[Collection entries]
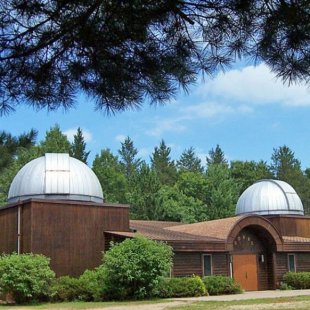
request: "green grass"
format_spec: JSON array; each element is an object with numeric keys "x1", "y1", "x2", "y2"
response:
[
  {"x1": 0, "y1": 296, "x2": 310, "y2": 310},
  {"x1": 169, "y1": 296, "x2": 310, "y2": 310},
  {"x1": 0, "y1": 299, "x2": 172, "y2": 310}
]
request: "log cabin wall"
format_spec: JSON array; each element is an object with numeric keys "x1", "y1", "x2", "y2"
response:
[
  {"x1": 295, "y1": 253, "x2": 310, "y2": 272},
  {"x1": 0, "y1": 200, "x2": 129, "y2": 276},
  {"x1": 266, "y1": 215, "x2": 310, "y2": 238},
  {"x1": 31, "y1": 201, "x2": 129, "y2": 276},
  {"x1": 172, "y1": 252, "x2": 229, "y2": 277}
]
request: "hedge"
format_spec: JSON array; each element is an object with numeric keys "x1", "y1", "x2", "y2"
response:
[
  {"x1": 202, "y1": 276, "x2": 242, "y2": 295},
  {"x1": 153, "y1": 276, "x2": 206, "y2": 298},
  {"x1": 283, "y1": 272, "x2": 310, "y2": 289}
]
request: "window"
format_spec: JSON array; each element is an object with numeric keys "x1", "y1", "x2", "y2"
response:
[
  {"x1": 202, "y1": 254, "x2": 212, "y2": 276},
  {"x1": 287, "y1": 254, "x2": 296, "y2": 272}
]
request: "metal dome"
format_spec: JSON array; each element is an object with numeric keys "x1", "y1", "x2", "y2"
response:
[
  {"x1": 236, "y1": 180, "x2": 304, "y2": 215},
  {"x1": 8, "y1": 153, "x2": 103, "y2": 203}
]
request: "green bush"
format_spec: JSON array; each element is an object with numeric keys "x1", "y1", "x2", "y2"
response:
[
  {"x1": 103, "y1": 236, "x2": 173, "y2": 300},
  {"x1": 202, "y1": 276, "x2": 242, "y2": 295},
  {"x1": 153, "y1": 276, "x2": 206, "y2": 298},
  {"x1": 0, "y1": 253, "x2": 55, "y2": 303},
  {"x1": 79, "y1": 265, "x2": 105, "y2": 301},
  {"x1": 49, "y1": 276, "x2": 83, "y2": 301},
  {"x1": 283, "y1": 272, "x2": 310, "y2": 289}
]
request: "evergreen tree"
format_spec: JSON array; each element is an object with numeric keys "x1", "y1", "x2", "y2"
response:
[
  {"x1": 230, "y1": 160, "x2": 273, "y2": 195},
  {"x1": 177, "y1": 147, "x2": 204, "y2": 172},
  {"x1": 118, "y1": 137, "x2": 142, "y2": 183},
  {"x1": 155, "y1": 185, "x2": 207, "y2": 223},
  {"x1": 0, "y1": 129, "x2": 38, "y2": 172},
  {"x1": 39, "y1": 124, "x2": 71, "y2": 154},
  {"x1": 207, "y1": 144, "x2": 228, "y2": 167},
  {"x1": 70, "y1": 127, "x2": 90, "y2": 164},
  {"x1": 93, "y1": 149, "x2": 127, "y2": 203},
  {"x1": 126, "y1": 162, "x2": 161, "y2": 220},
  {"x1": 151, "y1": 140, "x2": 177, "y2": 185},
  {"x1": 206, "y1": 164, "x2": 240, "y2": 220},
  {"x1": 0, "y1": 0, "x2": 310, "y2": 114},
  {"x1": 270, "y1": 145, "x2": 302, "y2": 182}
]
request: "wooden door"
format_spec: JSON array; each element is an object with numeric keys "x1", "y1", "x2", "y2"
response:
[{"x1": 233, "y1": 254, "x2": 258, "y2": 291}]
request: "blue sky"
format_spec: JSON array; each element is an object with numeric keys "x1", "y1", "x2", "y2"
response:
[{"x1": 0, "y1": 64, "x2": 310, "y2": 168}]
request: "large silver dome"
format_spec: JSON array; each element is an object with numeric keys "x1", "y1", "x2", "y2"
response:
[
  {"x1": 236, "y1": 180, "x2": 304, "y2": 215},
  {"x1": 8, "y1": 153, "x2": 103, "y2": 203}
]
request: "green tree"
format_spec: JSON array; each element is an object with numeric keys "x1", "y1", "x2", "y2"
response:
[
  {"x1": 155, "y1": 186, "x2": 207, "y2": 223},
  {"x1": 0, "y1": 0, "x2": 310, "y2": 113},
  {"x1": 206, "y1": 164, "x2": 240, "y2": 220},
  {"x1": 177, "y1": 147, "x2": 204, "y2": 173},
  {"x1": 39, "y1": 124, "x2": 71, "y2": 154},
  {"x1": 207, "y1": 144, "x2": 228, "y2": 166},
  {"x1": 176, "y1": 171, "x2": 207, "y2": 201},
  {"x1": 103, "y1": 236, "x2": 173, "y2": 300},
  {"x1": 126, "y1": 162, "x2": 161, "y2": 220},
  {"x1": 0, "y1": 129, "x2": 38, "y2": 173},
  {"x1": 151, "y1": 140, "x2": 177, "y2": 185},
  {"x1": 270, "y1": 145, "x2": 302, "y2": 182},
  {"x1": 69, "y1": 127, "x2": 90, "y2": 164},
  {"x1": 93, "y1": 149, "x2": 127, "y2": 203},
  {"x1": 118, "y1": 137, "x2": 142, "y2": 182},
  {"x1": 0, "y1": 253, "x2": 55, "y2": 303}
]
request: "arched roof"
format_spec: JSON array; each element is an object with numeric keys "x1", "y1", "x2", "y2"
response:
[
  {"x1": 236, "y1": 180, "x2": 304, "y2": 215},
  {"x1": 8, "y1": 153, "x2": 103, "y2": 203}
]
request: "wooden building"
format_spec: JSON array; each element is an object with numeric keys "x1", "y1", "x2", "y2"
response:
[
  {"x1": 0, "y1": 154, "x2": 310, "y2": 290},
  {"x1": 106, "y1": 180, "x2": 310, "y2": 290}
]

▶ **TASK OBJECTIVE**: Reproduce every entry word for word, but omit the pictures.

▶ **EXERCISE OUTPUT**:
request: "green grass"
format_spec: JSON array; each element is an object with numeric keys "x1", "y1", "x2", "y2"
response:
[
  {"x1": 0, "y1": 296, "x2": 310, "y2": 310},
  {"x1": 169, "y1": 296, "x2": 310, "y2": 310},
  {"x1": 0, "y1": 299, "x2": 172, "y2": 310}
]
request: "log cabin wall"
format_spec: JSON array; each element is an object with numeric keys "x1", "y1", "x2", "y2"
response:
[
  {"x1": 295, "y1": 253, "x2": 310, "y2": 272},
  {"x1": 0, "y1": 200, "x2": 129, "y2": 276},
  {"x1": 266, "y1": 215, "x2": 310, "y2": 238},
  {"x1": 31, "y1": 201, "x2": 129, "y2": 276},
  {"x1": 172, "y1": 252, "x2": 229, "y2": 277}
]
request: "hedge"
format_spec: JSON array; each element is an object with numeric keys "x1", "y1", "x2", "y2"
response:
[
  {"x1": 202, "y1": 276, "x2": 242, "y2": 295},
  {"x1": 153, "y1": 276, "x2": 206, "y2": 298},
  {"x1": 283, "y1": 272, "x2": 310, "y2": 289}
]
request: "window"
format_spec: JSON array; each element is an object with numeric keys "x1", "y1", "x2", "y2"
response:
[
  {"x1": 202, "y1": 254, "x2": 212, "y2": 276},
  {"x1": 287, "y1": 254, "x2": 296, "y2": 272}
]
request: "metal dome"
format_spec: JSON array; each element is an object with numeric keys "x1", "y1", "x2", "y2"
response:
[
  {"x1": 236, "y1": 180, "x2": 304, "y2": 215},
  {"x1": 8, "y1": 153, "x2": 103, "y2": 203}
]
request: "green bush"
format_spec: JSON array; each element is an object with numeric keys "x1", "y1", "x2", "y2"
response:
[
  {"x1": 103, "y1": 236, "x2": 173, "y2": 300},
  {"x1": 202, "y1": 276, "x2": 242, "y2": 295},
  {"x1": 153, "y1": 276, "x2": 206, "y2": 298},
  {"x1": 0, "y1": 253, "x2": 55, "y2": 303},
  {"x1": 79, "y1": 265, "x2": 105, "y2": 301},
  {"x1": 49, "y1": 276, "x2": 83, "y2": 301},
  {"x1": 283, "y1": 272, "x2": 310, "y2": 289}
]
request: "evergreen tree"
format_spec: JSON array; each element is an object with numeric keys "x1", "y1", "x2", "y2"
response:
[
  {"x1": 230, "y1": 160, "x2": 273, "y2": 195},
  {"x1": 177, "y1": 147, "x2": 204, "y2": 172},
  {"x1": 118, "y1": 137, "x2": 142, "y2": 183},
  {"x1": 155, "y1": 185, "x2": 207, "y2": 223},
  {"x1": 0, "y1": 129, "x2": 38, "y2": 172},
  {"x1": 39, "y1": 124, "x2": 71, "y2": 154},
  {"x1": 207, "y1": 144, "x2": 228, "y2": 167},
  {"x1": 70, "y1": 127, "x2": 90, "y2": 164},
  {"x1": 93, "y1": 149, "x2": 127, "y2": 203},
  {"x1": 126, "y1": 162, "x2": 161, "y2": 220},
  {"x1": 151, "y1": 140, "x2": 177, "y2": 185},
  {"x1": 206, "y1": 164, "x2": 240, "y2": 220},
  {"x1": 0, "y1": 0, "x2": 310, "y2": 114},
  {"x1": 270, "y1": 145, "x2": 302, "y2": 182}
]
request: "wooden door"
format_spec: JSON array; each element is an object with numeric keys "x1", "y1", "x2", "y2"
response:
[{"x1": 233, "y1": 254, "x2": 258, "y2": 291}]
request: "blue sky"
format_spec: JSON array; each element is an object with numeric keys "x1", "y1", "x2", "y2"
response:
[{"x1": 0, "y1": 64, "x2": 310, "y2": 168}]
request: "large silver dome"
format_spec: JSON array; each element is an object with numeric keys "x1", "y1", "x2", "y2"
response:
[
  {"x1": 236, "y1": 180, "x2": 304, "y2": 215},
  {"x1": 8, "y1": 153, "x2": 103, "y2": 203}
]
request: "green tree"
format_spec: JSON array; each element is an object with numeric keys "x1", "y1", "x2", "y2"
response:
[
  {"x1": 155, "y1": 186, "x2": 207, "y2": 223},
  {"x1": 0, "y1": 0, "x2": 310, "y2": 113},
  {"x1": 206, "y1": 164, "x2": 240, "y2": 220},
  {"x1": 177, "y1": 147, "x2": 204, "y2": 173},
  {"x1": 39, "y1": 124, "x2": 71, "y2": 154},
  {"x1": 207, "y1": 144, "x2": 228, "y2": 166},
  {"x1": 176, "y1": 171, "x2": 207, "y2": 201},
  {"x1": 103, "y1": 236, "x2": 173, "y2": 300},
  {"x1": 126, "y1": 162, "x2": 161, "y2": 220},
  {"x1": 0, "y1": 129, "x2": 38, "y2": 173},
  {"x1": 151, "y1": 140, "x2": 177, "y2": 185},
  {"x1": 270, "y1": 145, "x2": 302, "y2": 182},
  {"x1": 69, "y1": 127, "x2": 90, "y2": 164},
  {"x1": 93, "y1": 149, "x2": 127, "y2": 203},
  {"x1": 118, "y1": 137, "x2": 142, "y2": 182},
  {"x1": 0, "y1": 253, "x2": 55, "y2": 303}
]
request: "arched roof"
format_spec: JSON array; each element is an object with numeric keys "x1", "y1", "x2", "y2"
response:
[
  {"x1": 236, "y1": 180, "x2": 304, "y2": 215},
  {"x1": 8, "y1": 153, "x2": 103, "y2": 203}
]
request: "wooden building"
format_spec: JSON array; each element is an object with numeric keys "x1", "y1", "x2", "y2"
response:
[
  {"x1": 0, "y1": 154, "x2": 310, "y2": 290},
  {"x1": 106, "y1": 180, "x2": 310, "y2": 290}
]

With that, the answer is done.